(Records of labeled boxes)
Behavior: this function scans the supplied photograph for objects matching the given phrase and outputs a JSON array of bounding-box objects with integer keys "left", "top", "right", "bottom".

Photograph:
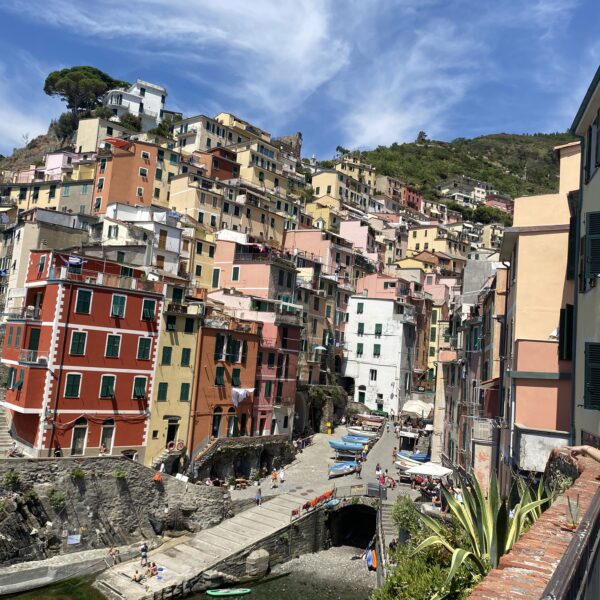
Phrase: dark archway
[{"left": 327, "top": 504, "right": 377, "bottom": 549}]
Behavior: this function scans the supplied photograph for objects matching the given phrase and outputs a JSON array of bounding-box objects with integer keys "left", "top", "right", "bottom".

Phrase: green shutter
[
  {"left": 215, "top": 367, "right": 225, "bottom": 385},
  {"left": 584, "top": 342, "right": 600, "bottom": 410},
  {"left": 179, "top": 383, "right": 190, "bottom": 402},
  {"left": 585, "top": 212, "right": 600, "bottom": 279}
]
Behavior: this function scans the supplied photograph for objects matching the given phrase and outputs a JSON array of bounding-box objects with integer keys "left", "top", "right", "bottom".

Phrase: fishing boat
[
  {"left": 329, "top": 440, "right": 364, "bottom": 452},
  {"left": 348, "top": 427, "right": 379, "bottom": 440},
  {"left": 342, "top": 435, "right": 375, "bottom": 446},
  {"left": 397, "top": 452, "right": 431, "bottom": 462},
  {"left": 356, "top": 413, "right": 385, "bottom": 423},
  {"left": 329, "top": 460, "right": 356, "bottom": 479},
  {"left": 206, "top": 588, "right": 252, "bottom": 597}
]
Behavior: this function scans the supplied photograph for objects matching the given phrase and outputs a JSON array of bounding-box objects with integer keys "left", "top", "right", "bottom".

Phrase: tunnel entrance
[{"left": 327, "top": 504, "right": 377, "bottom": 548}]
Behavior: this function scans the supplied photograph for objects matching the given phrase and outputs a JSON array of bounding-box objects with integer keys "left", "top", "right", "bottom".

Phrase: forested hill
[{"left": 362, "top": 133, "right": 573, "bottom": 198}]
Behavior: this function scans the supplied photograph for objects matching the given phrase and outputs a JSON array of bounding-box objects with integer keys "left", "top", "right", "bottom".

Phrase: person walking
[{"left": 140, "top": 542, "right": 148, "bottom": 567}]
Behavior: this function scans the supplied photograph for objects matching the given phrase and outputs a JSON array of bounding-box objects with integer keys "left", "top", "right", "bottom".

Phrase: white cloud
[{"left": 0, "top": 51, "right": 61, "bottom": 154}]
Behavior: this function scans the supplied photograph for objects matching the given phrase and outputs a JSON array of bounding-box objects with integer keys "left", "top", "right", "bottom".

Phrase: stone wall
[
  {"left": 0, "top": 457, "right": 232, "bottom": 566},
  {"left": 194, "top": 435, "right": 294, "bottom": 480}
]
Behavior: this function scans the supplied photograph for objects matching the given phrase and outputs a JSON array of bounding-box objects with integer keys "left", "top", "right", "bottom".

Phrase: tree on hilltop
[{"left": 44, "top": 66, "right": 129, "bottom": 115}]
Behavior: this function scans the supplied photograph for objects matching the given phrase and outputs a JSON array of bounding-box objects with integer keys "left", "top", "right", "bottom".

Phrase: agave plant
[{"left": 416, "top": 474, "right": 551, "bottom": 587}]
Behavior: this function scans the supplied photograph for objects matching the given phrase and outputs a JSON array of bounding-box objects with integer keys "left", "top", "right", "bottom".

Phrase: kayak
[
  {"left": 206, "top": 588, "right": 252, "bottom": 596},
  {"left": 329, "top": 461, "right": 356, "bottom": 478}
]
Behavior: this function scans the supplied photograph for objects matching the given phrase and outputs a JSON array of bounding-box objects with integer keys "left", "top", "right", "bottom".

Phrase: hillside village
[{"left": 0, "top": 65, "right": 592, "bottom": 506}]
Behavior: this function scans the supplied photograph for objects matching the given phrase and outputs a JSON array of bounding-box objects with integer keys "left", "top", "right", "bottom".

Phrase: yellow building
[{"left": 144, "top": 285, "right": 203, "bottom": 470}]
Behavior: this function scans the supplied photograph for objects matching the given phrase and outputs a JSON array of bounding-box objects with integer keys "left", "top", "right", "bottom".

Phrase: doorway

== REQUIREMENTS ==
Render all of the lines above as a numbered list, omitting any blank lines and leaving the pictures out.

== TASK OUTPUT ==
1. Behavior: this function scans the supplied photograph for objects matching the given phrase and outputs a JSON array of bounding-box objects with integer keys "left", "top", "right", "bottom".
2. Photograph:
3. Phrase: dark archway
4. [{"left": 327, "top": 504, "right": 377, "bottom": 549}]
5. Behavior: this function scans the supplied photograph for objects matching the given phrase and outputs a JSON array of bounding-box objects with integer keys "left", "top", "right", "bottom".
6. Phrase: green shutter
7. [
8.   {"left": 215, "top": 367, "right": 225, "bottom": 385},
9.   {"left": 584, "top": 342, "right": 600, "bottom": 410},
10.   {"left": 179, "top": 383, "right": 190, "bottom": 402},
11.   {"left": 585, "top": 212, "right": 600, "bottom": 279}
12. ]
13. Behavior: this function scans the supplied photograph for objects matching the given phrase and outputs a JSON array of bounding-box objects with integer keys "left", "top", "right", "bottom".
14. Phrase: fishing boat
15. [
16.   {"left": 329, "top": 440, "right": 364, "bottom": 452},
17.   {"left": 348, "top": 427, "right": 379, "bottom": 440},
18.   {"left": 342, "top": 435, "right": 375, "bottom": 446},
19.   {"left": 397, "top": 452, "right": 431, "bottom": 462},
20.   {"left": 356, "top": 413, "right": 385, "bottom": 423},
21.   {"left": 329, "top": 460, "right": 356, "bottom": 479},
22.   {"left": 206, "top": 588, "right": 252, "bottom": 597}
23. ]
24. Behavior: this function scans the supplied photograph for objects matching the given phrase and outputs a JSON array of bounding-box objects with integer keys "left", "top", "right", "bottom".
25. Phrase: tunnel entrance
26. [{"left": 327, "top": 504, "right": 377, "bottom": 548}]
27. Behavior: this function scans the supplied photograph for objects matching the given phrase and outputs a JSON array of bounding-box objects with integer keys "left", "top", "right", "bottom".
28. Phrase: forested hill
29. [{"left": 362, "top": 133, "right": 573, "bottom": 198}]
30. Behavior: this function scans the supplied photograph for objects matching the given phrase and outputs a JSON array of bounding-box objects with integer keys "left", "top", "right", "bottom".
31. Phrase: person walking
32. [{"left": 140, "top": 542, "right": 148, "bottom": 567}]
33. Behavior: this function scans the supplied photograph for objects matching the given phrase and outputs a JSON array of bounding-box objects with integer keys "left", "top", "right", "bottom".
34. Phrase: white cloud
35. [{"left": 0, "top": 51, "right": 61, "bottom": 154}]
36. Behavior: this function scans the supplied photograph for objects matching the given phrase and outputs a JSON array of bounding-box objects with integer keys "left", "top", "right", "bottom".
37. Phrase: stone wall
38. [
39.   {"left": 0, "top": 457, "right": 232, "bottom": 566},
40.   {"left": 194, "top": 435, "right": 294, "bottom": 480}
41. ]
42. Behavior: this function scans the supplied photograph for objects matching the given phrase and outputs a JSON array of bounding-box objects with integer keys "left", "top", "right", "bottom".
43. Phrase: tree on hilltop
44. [{"left": 44, "top": 66, "right": 129, "bottom": 115}]
45. Behavior: this function scans the supplied photograph for objects matching the given phrase and outputs a JSON array of bounding-box objects with integer keys "left", "top", "right", "bottom".
46. Phrase: agave plant
47. [{"left": 416, "top": 474, "right": 551, "bottom": 587}]
48. Behavior: this function scans the supplied photograph for objects matching the given phrase and outputs a JSON array of bounding-box objects with integer keys "left", "top", "right", "bottom".
49. Phrase: kayak
50. [
51.   {"left": 206, "top": 588, "right": 252, "bottom": 596},
52.   {"left": 329, "top": 461, "right": 356, "bottom": 478}
53. ]
54. Behavior: this function scans the supplied photograph for objects matching the given phrase and outputs a JSON array of bounding-box objects with integer keys "left", "top", "right", "bottom".
55. Phrase: hillside village
56. [{"left": 0, "top": 65, "right": 592, "bottom": 506}]
57. Behavior: this function scans the supplied photograph for objects matching the given phrase and outputs a JSON array of bounding-box objects with integer keys "left", "top", "right", "bottom".
58. Phrase: yellow building
59. [{"left": 144, "top": 285, "right": 203, "bottom": 470}]
60. Behavior: this function scans the supplied photograph for objects matching the given phrase and outputs a JSON array of bounding-box objects with integer keys "left", "top", "right", "bottom".
61. Phrase: doorway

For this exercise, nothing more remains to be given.